== Data under study

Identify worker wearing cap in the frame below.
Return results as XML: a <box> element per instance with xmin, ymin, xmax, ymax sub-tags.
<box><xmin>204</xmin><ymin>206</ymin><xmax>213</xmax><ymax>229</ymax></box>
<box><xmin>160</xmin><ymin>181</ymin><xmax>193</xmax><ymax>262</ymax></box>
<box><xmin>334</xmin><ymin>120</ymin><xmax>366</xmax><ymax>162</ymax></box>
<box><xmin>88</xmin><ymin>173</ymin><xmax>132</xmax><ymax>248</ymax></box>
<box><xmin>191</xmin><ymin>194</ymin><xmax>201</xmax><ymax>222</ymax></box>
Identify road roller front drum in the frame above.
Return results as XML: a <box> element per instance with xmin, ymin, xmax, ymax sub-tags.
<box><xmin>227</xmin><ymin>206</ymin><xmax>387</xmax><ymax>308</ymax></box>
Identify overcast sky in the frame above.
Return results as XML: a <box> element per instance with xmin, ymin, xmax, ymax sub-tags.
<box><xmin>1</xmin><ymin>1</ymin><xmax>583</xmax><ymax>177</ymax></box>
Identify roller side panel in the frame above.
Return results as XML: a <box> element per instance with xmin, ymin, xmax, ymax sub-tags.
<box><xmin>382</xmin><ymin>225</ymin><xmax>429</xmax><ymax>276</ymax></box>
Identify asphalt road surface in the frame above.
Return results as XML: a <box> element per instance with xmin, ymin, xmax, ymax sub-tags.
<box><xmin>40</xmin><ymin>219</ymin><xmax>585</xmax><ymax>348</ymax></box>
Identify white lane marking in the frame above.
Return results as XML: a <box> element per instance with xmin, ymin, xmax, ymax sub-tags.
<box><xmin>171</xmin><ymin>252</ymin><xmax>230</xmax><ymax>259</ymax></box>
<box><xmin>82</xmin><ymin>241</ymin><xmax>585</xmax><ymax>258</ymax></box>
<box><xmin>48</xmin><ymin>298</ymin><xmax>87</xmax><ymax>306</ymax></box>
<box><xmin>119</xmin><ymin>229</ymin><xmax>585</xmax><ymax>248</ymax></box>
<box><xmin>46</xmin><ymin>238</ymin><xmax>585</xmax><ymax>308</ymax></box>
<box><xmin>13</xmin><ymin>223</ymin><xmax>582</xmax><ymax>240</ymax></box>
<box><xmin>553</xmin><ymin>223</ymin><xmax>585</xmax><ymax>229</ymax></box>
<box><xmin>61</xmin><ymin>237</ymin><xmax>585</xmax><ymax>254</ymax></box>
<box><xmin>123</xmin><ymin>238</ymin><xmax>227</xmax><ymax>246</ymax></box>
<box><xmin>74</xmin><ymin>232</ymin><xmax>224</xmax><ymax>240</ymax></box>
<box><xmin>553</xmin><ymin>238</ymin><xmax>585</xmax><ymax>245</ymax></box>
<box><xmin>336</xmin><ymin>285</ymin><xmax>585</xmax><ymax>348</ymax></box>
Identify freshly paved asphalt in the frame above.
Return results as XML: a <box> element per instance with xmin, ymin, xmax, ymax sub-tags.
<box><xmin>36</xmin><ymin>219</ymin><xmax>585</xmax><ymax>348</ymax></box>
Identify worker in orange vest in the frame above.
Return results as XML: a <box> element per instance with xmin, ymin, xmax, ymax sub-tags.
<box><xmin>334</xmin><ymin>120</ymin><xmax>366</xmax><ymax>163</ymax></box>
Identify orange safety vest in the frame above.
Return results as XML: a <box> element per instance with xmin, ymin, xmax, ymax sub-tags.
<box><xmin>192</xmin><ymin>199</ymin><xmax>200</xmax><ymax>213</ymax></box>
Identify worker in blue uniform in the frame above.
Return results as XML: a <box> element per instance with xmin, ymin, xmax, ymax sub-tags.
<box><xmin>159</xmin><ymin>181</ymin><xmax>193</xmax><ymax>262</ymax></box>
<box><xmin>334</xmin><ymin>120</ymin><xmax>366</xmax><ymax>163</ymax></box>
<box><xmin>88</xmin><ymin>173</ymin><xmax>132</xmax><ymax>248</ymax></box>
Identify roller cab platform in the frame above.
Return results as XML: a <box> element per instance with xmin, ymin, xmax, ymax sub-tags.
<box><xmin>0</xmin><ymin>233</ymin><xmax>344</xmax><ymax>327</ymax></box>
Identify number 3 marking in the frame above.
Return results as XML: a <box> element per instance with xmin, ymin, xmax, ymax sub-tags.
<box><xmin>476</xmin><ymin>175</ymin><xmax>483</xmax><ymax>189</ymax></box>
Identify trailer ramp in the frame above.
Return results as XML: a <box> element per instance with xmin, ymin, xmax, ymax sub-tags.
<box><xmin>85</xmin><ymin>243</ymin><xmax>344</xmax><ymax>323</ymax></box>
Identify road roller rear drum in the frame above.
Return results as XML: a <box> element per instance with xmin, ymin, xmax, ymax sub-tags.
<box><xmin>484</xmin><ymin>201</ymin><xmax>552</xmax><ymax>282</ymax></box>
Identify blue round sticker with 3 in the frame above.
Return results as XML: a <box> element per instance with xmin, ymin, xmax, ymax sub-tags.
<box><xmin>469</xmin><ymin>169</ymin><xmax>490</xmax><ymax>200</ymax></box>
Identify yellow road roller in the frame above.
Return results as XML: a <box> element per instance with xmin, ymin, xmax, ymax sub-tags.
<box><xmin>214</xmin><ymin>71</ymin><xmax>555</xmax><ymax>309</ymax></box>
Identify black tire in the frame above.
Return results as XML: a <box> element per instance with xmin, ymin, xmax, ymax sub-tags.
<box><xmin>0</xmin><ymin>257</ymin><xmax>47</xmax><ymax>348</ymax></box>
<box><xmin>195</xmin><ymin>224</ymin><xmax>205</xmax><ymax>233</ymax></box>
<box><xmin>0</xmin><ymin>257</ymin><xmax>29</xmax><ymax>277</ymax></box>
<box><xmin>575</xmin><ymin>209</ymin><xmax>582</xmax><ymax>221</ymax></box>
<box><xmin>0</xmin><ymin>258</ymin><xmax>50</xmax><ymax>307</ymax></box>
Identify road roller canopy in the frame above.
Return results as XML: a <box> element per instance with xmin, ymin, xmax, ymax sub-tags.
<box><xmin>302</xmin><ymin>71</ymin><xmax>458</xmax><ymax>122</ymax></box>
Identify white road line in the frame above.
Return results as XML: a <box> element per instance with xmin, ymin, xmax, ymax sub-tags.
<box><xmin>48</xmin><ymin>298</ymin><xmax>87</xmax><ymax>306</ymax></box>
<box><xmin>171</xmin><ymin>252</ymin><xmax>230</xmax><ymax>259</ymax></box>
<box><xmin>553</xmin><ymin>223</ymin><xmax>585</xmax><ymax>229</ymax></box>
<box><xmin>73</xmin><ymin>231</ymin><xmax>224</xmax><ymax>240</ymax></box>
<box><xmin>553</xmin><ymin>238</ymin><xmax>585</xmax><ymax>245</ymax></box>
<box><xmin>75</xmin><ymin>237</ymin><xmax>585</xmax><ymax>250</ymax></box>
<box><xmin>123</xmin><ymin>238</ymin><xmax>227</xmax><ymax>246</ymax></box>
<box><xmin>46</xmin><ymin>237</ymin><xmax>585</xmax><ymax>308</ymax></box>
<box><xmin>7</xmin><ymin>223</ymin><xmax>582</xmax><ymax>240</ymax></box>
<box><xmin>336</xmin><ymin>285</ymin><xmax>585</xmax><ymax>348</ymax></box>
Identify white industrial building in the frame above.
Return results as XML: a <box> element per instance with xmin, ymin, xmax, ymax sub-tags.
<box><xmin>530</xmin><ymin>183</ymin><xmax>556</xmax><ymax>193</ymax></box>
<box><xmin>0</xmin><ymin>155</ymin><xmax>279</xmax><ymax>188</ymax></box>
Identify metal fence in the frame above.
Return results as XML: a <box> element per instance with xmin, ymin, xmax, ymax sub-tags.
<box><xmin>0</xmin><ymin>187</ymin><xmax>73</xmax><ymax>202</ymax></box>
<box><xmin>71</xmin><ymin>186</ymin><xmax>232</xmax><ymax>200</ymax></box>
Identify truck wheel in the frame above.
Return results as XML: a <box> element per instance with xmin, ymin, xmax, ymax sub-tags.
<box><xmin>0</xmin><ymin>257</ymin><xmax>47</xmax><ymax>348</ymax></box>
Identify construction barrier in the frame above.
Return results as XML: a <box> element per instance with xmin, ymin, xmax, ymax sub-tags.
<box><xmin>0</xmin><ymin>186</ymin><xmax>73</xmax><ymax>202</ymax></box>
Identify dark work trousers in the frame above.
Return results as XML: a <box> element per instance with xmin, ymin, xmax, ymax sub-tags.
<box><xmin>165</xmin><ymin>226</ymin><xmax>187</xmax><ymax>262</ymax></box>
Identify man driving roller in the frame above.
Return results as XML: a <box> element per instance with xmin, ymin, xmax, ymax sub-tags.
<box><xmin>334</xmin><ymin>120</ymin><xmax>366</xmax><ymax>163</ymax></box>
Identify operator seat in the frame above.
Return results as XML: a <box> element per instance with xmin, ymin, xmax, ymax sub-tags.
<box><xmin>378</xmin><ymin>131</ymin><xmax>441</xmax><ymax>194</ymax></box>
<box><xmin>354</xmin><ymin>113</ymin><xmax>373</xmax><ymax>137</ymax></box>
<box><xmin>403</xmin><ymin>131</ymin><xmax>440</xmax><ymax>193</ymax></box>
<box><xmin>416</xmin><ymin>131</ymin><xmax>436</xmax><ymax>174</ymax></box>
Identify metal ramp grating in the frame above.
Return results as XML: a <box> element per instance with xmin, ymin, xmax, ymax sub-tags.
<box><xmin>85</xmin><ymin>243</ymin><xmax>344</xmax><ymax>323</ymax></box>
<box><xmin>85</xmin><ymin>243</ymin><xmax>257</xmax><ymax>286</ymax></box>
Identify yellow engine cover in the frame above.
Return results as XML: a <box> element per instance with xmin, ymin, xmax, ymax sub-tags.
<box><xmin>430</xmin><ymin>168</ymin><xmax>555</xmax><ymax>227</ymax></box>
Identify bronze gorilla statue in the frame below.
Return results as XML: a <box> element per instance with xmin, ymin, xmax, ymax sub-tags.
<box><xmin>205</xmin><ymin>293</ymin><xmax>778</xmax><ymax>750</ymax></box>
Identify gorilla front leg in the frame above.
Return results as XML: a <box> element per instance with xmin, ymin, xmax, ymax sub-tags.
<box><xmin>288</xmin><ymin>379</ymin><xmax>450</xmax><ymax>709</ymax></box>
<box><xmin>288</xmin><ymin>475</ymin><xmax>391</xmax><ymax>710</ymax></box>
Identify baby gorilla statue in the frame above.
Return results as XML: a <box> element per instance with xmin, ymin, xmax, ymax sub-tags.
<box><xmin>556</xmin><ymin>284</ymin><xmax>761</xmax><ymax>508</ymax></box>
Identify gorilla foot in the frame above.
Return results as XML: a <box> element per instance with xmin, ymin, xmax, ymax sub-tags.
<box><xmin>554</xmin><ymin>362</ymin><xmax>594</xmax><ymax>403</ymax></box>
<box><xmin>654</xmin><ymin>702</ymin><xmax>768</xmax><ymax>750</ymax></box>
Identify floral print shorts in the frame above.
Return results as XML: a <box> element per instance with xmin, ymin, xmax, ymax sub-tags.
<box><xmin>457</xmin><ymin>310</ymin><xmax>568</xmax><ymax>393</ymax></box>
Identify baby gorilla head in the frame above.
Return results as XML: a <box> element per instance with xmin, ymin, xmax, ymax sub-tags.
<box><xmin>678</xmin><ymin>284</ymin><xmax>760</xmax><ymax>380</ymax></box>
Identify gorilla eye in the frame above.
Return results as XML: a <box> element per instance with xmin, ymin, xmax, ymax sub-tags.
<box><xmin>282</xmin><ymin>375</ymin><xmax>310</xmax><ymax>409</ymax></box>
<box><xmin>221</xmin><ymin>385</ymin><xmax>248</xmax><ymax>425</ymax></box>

====

Task instructions:
Each line from the top of the records down to the one with "Identify overcast sky in the frame above." must be retyped exactly; include both ends and nothing else.

Written answer:
Identify worker wearing cap in the frame below.
Return results as XML: a <box> element per instance with xmin, ymin, xmax, ymax sub-tags.
<box><xmin>204</xmin><ymin>206</ymin><xmax>213</xmax><ymax>229</ymax></box>
<box><xmin>160</xmin><ymin>181</ymin><xmax>193</xmax><ymax>262</ymax></box>
<box><xmin>334</xmin><ymin>120</ymin><xmax>366</xmax><ymax>162</ymax></box>
<box><xmin>88</xmin><ymin>173</ymin><xmax>132</xmax><ymax>248</ymax></box>
<box><xmin>191</xmin><ymin>194</ymin><xmax>201</xmax><ymax>222</ymax></box>
Identify road roller front drum in the frame above.
Return results as XML: a <box> element per instance with xmin, ymin, xmax, ymax sub-tags.
<box><xmin>227</xmin><ymin>206</ymin><xmax>387</xmax><ymax>308</ymax></box>
Identify overcast sky in the frame above.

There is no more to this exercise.